STATED TASK: Write out, word for word, only the lines from the one containing "Segment trimmed shrub from the image above." through the end of the items below.

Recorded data
━━━

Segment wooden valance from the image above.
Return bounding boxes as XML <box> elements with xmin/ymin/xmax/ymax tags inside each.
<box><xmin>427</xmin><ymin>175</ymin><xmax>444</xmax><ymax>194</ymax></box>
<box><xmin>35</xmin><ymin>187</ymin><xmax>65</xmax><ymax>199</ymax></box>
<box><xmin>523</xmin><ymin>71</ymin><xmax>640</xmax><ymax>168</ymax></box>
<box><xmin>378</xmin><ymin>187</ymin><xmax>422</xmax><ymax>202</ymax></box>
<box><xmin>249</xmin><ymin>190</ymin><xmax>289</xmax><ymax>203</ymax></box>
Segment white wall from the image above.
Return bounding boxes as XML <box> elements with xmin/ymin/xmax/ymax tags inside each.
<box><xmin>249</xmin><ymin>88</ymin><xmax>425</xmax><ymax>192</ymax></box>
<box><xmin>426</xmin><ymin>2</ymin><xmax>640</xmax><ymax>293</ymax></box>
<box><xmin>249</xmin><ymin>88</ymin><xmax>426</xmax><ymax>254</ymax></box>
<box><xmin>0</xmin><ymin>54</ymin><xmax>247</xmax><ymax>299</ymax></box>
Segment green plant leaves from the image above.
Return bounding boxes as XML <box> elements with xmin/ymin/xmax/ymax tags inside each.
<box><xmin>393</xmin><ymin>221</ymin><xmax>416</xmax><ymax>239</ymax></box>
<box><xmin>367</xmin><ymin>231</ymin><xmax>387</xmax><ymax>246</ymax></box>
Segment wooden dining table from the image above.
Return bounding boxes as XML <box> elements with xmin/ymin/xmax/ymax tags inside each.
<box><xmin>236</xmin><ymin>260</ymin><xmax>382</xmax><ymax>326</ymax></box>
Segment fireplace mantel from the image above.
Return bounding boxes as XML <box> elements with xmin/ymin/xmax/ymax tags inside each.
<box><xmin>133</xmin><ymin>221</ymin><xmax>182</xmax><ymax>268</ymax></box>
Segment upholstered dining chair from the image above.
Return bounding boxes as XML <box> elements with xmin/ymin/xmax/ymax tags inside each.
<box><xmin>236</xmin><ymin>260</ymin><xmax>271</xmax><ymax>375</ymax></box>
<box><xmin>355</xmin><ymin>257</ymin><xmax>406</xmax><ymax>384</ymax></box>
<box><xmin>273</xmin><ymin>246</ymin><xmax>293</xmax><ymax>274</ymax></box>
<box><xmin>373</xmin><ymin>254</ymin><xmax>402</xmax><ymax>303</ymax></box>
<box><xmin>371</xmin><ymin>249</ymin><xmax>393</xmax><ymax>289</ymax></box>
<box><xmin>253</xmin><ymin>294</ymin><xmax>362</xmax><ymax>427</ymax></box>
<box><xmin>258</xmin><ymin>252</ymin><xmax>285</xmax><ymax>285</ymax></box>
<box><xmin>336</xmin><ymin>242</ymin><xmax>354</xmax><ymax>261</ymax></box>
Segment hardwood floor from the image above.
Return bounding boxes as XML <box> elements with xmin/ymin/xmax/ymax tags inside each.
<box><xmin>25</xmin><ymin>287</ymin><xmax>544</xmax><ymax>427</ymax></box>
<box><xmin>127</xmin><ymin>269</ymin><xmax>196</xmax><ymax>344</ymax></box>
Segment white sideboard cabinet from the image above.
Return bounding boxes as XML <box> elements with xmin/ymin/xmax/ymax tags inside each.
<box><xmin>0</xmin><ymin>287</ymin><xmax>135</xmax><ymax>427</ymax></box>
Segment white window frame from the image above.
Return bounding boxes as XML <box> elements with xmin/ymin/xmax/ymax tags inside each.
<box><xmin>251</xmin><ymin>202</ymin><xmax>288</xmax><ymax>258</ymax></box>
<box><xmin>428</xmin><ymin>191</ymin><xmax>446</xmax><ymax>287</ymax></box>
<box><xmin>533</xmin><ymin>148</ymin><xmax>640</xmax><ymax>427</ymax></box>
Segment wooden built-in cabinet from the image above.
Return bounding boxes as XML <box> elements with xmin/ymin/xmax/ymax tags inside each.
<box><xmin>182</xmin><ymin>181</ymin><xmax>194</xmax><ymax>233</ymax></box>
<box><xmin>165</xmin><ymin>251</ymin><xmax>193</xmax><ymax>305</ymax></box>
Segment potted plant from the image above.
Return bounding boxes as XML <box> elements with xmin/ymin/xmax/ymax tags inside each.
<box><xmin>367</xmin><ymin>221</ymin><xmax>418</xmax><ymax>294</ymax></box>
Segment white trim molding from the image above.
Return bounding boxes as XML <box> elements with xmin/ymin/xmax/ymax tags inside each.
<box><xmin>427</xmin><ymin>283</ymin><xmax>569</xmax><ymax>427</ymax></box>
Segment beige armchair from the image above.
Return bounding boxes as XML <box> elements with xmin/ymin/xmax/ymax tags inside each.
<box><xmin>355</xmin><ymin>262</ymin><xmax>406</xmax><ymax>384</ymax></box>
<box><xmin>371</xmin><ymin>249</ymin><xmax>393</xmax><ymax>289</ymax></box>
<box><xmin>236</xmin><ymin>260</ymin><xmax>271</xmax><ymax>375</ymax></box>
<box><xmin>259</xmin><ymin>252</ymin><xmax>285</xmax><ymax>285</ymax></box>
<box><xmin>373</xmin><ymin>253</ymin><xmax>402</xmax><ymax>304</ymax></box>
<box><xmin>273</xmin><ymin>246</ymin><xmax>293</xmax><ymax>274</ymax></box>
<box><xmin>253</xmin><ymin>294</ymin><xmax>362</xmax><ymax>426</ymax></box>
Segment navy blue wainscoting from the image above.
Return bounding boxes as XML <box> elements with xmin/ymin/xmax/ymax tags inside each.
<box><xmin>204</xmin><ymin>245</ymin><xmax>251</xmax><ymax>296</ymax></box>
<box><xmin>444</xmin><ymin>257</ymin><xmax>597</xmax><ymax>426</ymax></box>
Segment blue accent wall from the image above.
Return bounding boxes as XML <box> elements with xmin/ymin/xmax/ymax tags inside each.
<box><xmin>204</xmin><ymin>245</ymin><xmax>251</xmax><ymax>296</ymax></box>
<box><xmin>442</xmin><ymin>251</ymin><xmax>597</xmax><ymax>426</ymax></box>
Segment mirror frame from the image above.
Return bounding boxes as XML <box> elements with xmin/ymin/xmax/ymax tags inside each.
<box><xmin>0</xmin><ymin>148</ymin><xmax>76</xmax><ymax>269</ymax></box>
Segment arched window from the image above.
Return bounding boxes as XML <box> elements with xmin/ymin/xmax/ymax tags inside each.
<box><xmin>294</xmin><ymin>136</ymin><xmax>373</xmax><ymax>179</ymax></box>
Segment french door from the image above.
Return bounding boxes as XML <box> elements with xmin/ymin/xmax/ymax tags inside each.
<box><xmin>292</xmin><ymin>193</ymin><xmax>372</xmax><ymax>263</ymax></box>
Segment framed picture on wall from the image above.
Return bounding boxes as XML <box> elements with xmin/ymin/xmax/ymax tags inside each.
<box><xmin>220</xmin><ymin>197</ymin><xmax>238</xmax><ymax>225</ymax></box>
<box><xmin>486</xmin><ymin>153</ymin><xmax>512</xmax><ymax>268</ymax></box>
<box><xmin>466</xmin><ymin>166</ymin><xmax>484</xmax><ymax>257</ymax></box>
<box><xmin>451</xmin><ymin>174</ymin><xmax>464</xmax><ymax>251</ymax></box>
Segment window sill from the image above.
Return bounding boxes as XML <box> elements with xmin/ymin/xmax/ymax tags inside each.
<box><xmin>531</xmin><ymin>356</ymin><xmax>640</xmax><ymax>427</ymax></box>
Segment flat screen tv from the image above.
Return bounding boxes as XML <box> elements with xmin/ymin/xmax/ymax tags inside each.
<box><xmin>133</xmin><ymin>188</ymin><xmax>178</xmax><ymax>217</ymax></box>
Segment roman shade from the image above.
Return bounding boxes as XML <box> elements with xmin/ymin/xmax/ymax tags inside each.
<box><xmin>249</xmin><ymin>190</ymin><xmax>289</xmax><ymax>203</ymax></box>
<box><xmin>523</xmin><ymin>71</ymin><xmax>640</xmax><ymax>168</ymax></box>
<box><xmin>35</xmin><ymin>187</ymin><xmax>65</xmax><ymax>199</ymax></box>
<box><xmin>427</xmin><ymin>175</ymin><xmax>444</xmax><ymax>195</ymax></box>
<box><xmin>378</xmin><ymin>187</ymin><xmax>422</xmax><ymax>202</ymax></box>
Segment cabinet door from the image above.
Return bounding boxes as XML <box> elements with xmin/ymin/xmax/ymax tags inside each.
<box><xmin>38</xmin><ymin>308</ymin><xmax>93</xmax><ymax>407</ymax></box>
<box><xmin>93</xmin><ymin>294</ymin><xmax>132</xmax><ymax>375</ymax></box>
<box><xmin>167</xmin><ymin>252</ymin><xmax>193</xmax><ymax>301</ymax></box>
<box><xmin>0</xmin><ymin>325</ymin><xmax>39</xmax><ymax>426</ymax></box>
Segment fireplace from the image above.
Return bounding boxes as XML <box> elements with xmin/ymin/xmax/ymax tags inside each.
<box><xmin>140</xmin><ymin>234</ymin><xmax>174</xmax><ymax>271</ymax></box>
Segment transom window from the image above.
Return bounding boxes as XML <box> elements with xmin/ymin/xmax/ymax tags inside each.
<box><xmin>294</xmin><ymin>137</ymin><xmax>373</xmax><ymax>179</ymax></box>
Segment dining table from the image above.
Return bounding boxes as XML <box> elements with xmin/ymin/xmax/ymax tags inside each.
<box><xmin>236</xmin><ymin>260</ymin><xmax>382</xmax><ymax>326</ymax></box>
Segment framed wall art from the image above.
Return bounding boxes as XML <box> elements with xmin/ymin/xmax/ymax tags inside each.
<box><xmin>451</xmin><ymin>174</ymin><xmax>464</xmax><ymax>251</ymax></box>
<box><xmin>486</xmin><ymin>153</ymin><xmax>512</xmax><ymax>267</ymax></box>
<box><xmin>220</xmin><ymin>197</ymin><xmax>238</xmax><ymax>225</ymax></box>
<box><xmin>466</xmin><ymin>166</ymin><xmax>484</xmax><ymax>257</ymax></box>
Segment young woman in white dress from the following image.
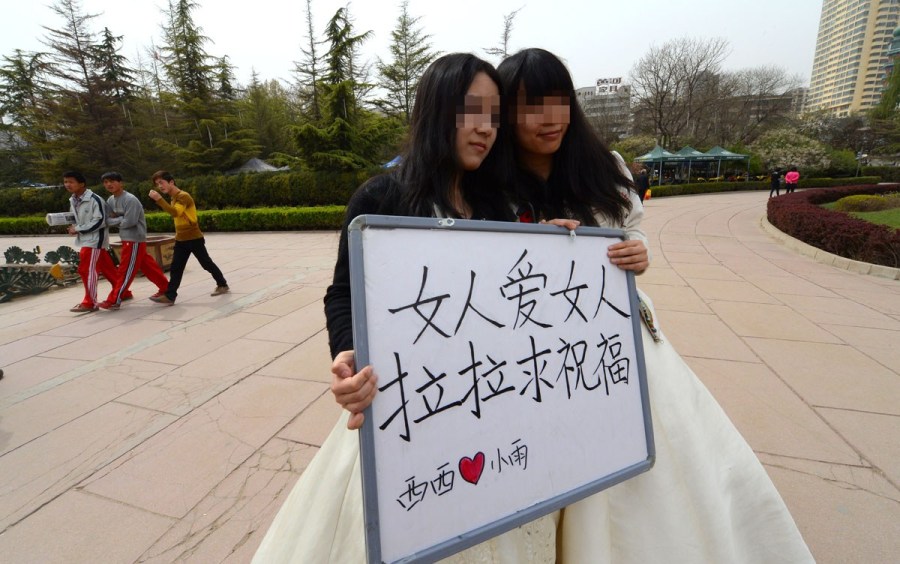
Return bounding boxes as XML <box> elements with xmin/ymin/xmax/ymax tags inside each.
<box><xmin>255</xmin><ymin>49</ymin><xmax>813</xmax><ymax>564</ymax></box>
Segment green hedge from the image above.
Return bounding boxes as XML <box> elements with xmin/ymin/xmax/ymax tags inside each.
<box><xmin>0</xmin><ymin>169</ymin><xmax>383</xmax><ymax>217</ymax></box>
<box><xmin>0</xmin><ymin>206</ymin><xmax>344</xmax><ymax>235</ymax></box>
<box><xmin>650</xmin><ymin>176</ymin><xmax>881</xmax><ymax>198</ymax></box>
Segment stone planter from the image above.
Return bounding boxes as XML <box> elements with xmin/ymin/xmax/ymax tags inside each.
<box><xmin>109</xmin><ymin>235</ymin><xmax>175</xmax><ymax>271</ymax></box>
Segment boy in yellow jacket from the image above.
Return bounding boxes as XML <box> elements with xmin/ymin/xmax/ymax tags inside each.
<box><xmin>150</xmin><ymin>170</ymin><xmax>229</xmax><ymax>305</ymax></box>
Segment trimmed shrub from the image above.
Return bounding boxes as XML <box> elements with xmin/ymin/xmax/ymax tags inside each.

━━━

WRITTEN ANSWER:
Segment trimmed shrub from the image above.
Return bounding boxes as XML <box> elements with xmin/ymin/xmax/ymax tags inside each.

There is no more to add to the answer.